Source information START

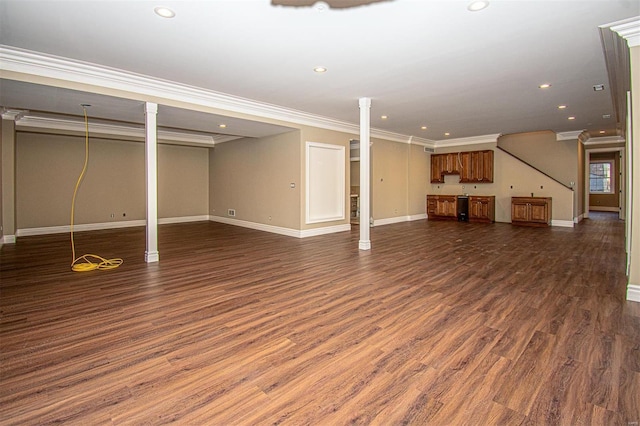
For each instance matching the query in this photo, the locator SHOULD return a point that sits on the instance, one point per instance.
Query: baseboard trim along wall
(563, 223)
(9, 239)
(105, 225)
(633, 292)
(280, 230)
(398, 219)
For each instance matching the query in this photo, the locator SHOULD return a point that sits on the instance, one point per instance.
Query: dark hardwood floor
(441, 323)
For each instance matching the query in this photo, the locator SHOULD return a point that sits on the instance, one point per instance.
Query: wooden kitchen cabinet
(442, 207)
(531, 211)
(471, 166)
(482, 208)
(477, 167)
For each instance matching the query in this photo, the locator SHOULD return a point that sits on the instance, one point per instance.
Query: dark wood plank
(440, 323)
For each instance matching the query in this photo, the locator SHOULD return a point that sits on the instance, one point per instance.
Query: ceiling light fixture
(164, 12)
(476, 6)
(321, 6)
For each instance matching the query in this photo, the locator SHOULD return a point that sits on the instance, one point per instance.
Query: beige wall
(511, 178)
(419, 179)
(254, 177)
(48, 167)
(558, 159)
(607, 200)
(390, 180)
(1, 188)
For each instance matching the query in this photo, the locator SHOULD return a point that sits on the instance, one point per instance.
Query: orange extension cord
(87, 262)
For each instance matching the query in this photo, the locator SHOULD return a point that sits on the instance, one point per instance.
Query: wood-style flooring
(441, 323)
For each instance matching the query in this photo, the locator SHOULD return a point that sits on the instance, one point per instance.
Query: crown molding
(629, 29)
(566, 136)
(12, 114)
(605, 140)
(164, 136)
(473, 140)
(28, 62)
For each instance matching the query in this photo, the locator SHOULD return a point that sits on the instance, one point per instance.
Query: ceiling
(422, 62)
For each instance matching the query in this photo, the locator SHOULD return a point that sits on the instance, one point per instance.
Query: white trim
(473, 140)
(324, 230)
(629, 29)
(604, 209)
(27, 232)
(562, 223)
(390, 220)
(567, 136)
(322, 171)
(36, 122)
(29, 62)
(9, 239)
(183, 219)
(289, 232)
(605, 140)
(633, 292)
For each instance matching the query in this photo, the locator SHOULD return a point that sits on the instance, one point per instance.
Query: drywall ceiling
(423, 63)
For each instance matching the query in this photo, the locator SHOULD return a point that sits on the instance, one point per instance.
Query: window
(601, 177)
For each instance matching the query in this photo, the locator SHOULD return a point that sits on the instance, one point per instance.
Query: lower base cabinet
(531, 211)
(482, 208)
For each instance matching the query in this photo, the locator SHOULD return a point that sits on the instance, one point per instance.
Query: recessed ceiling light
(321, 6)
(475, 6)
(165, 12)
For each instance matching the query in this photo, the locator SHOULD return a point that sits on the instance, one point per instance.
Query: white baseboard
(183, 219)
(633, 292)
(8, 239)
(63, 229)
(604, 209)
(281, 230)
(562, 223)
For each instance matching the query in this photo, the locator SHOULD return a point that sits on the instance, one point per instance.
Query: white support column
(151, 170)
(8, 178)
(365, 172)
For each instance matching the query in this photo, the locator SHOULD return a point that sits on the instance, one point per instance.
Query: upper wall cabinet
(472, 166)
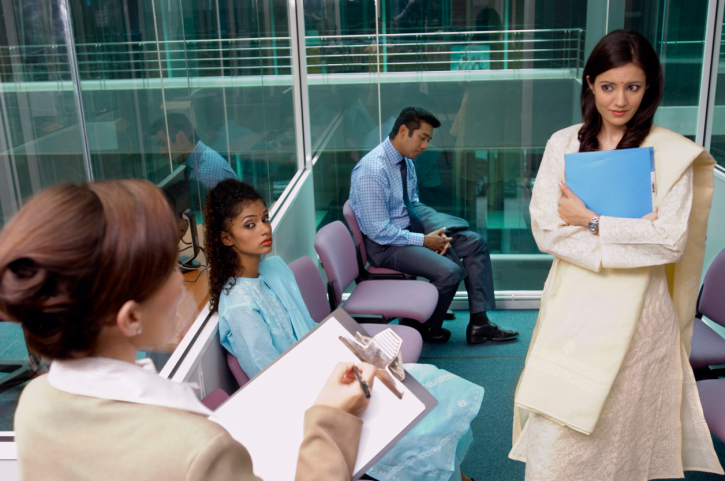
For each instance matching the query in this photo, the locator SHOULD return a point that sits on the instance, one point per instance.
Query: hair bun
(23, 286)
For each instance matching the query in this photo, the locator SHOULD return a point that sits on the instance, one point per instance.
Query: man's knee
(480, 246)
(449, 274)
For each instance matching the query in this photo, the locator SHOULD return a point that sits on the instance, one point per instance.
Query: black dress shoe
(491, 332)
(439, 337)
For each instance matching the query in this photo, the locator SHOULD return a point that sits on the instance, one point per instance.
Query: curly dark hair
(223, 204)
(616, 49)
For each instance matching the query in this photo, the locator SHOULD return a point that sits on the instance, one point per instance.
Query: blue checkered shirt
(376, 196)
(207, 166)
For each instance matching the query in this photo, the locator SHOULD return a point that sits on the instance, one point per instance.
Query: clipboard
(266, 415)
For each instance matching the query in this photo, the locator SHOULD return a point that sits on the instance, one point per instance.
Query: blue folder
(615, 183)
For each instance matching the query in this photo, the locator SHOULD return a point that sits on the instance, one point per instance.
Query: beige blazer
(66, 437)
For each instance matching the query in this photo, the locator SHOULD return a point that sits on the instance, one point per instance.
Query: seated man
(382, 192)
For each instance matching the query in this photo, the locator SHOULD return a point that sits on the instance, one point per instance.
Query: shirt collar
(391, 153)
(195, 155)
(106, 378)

Source information END

What is expected>
An exact copy of the records above is wanted, with the pictures omitted.

Written reply>
For each instance matching the query in this photo, the locator SHOULD return a point that sits on the instance, one point per instance.
Query: baseboard trim along wall
(563, 223)
(9, 239)
(105, 225)
(633, 292)
(280, 230)
(398, 219)
For each instance matching the query in this photo, the locator SHOULD return a point that sits on the instance, one point per instance.
Query: dark hardwood floor
(441, 323)
For each instance matching the query in this photo, the locator SHOULD return a point that sits on the instance, one point per instance.
Query: wooden kitchen cabinet
(442, 207)
(531, 211)
(471, 166)
(482, 208)
(477, 167)
For each instance matching the query in this photo, the locator SHOULD return a point that sits on the instance, one point per instance.
Query: dark wood plank
(440, 323)
For each instance matching the query in this photo, the locator SHOULD return a point that sits on the instance, one point per instance.
Query: ceiling light fixture
(164, 12)
(476, 6)
(321, 6)
For each instance matching the query in this photo, the locator SHOULD return a point that sits on the instance, one point per instance.
Query: beige wall
(511, 178)
(419, 179)
(254, 177)
(48, 167)
(558, 159)
(607, 200)
(390, 180)
(1, 188)
For each instance matching the query in this photo, the locator SHOULD return a point that sits on the instance, one point per instance.
Query: orange extension cord
(87, 262)
For each instance matching the query in this photo, the locator SHOULD return a point that sits on the instance, one point per instance.
Query: wood-style flooring
(441, 323)
For each instance matching the query in this photo, the locator SHOULD return a point that sits on the instance, one point per instance.
Query: crown molding
(629, 29)
(566, 136)
(12, 114)
(605, 140)
(164, 136)
(473, 140)
(28, 62)
For each instance matching the query in this photo, the locator SHOULD return a point that sits on the instance, one point per instance.
Query: ceiling
(422, 62)
For each instance matching the query in this photo, the locator SHOULD return a point that sits on the instance, one point per instance.
Query: white trim
(473, 140)
(324, 230)
(629, 29)
(604, 209)
(27, 232)
(562, 223)
(390, 220)
(567, 136)
(322, 171)
(36, 122)
(29, 62)
(9, 239)
(183, 219)
(289, 232)
(605, 140)
(633, 292)
For each instance matching the query in this photo, the locator SHOULD return a point that sits on the instance, one point per instance.
Query: drywall ceiling
(423, 63)
For each instance matching the query in this photo, the locator SHOULD return a point that sits on the instance, one point per instance.
Query: window
(601, 177)
For each instance matching the query in this photo, the locator SHOULD return a point that sits on the instance, one point per instance.
Query: lower base cabinet
(531, 211)
(482, 208)
For each instance matching the query in this photo, the locator SHOULD return a point that sits on the instance, one point per instance.
Query: recessed ceiling light
(321, 6)
(475, 6)
(165, 12)
For each instance matching the query in this photo, the locator SHOULD return a point that sits on the instance, one point per instance.
Query: white baseboard
(183, 219)
(633, 292)
(8, 239)
(63, 229)
(604, 209)
(281, 230)
(562, 223)
For each instance matching the query in this photo, the locator SHOULD return a point that sits on the instance, one point per instance.
Query: white support column
(151, 170)
(8, 178)
(365, 172)
For each instance matching the query in this photo, the locator SHOULD return a point that sits on the instance, one point per instance.
Query: upper wall cabinet
(472, 166)
For each instance matching the query in this photo, the locator SHOULD return a point that sits on the instance, one point per instance.
Query: hair bun
(23, 286)
For each instance matching the query in this photo, the locator SHOULD return a point that sits on the instance, one point per instance.
Query: man's knee
(480, 246)
(449, 274)
For each instance matching the query in this photo, the locator SHOULD return a point that sits on the instance, one point per instance.
Query: black dress shoe
(491, 332)
(439, 337)
For each instance matching the query in this photo, the locator SHOULD return a point that sits on the instance, one point per instance.
Query: curly dark hair
(223, 204)
(616, 49)
For each instance matching the query in this photo, the locator SHOULD return a point that sits on the instance, one point per instance.
Query: blue checkered shirt
(376, 196)
(207, 166)
For each instance matching the query in this photo, the locator SHOULD return a point that sits on the instance, one point per instance.
Query: clipboard
(266, 415)
For each instance matching the query in this photo, the locator SHOULD return a point that sits on the instance, one point per instance.
Query: blue folder
(615, 183)
For each instance matching the query in this photo, the locator SHOULD return a point that sits on the instance, one point per instance.
Query: beige blazer
(66, 437)
For each instance matching the query in this photo, the locator SHOULD return a point that sits on the instance, one point per instance.
Query: seated man
(382, 192)
For each instance matching the query in this photo, the locator SHOULD return a point that sits on the instance, one point per instance.
Query: shirt collar
(391, 153)
(195, 155)
(106, 378)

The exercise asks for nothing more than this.